■ **TASK DETAILS**:
Select every line in the records below that contains the string "query", and copy each such line in full. Case counts.

— BEGIN MATERIAL FOR THE TASK —

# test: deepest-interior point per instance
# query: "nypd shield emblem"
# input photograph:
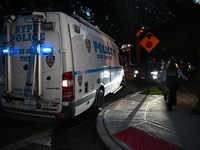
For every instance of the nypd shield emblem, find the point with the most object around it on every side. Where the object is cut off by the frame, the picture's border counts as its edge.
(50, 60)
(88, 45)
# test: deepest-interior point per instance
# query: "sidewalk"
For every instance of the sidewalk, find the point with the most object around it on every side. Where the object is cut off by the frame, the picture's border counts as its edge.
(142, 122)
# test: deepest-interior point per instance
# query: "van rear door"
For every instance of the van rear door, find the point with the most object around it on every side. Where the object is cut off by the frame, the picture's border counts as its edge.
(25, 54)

— END MATERIAL FOR THE TASK —
— BEGIN MATERIAL FOR THE TASK —

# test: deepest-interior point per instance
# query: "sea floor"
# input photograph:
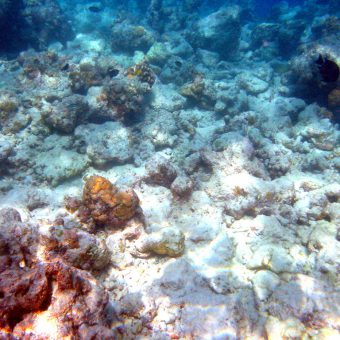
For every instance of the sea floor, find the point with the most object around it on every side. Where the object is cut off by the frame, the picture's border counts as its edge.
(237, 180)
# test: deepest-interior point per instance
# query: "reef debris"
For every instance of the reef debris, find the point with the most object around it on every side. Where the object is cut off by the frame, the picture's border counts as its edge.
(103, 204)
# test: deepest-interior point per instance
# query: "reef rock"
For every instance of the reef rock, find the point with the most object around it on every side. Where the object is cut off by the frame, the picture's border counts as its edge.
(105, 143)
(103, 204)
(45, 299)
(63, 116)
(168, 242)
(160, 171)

— END MATERIAL FOR THE TASK —

■ **SOLUTION BELOW**:
# query: "nypd shield emblem"
# query: "sidewalk"
# query: "van rear door"
# query: "sea floor"
# query: "reef debris"
# query: "reef rock"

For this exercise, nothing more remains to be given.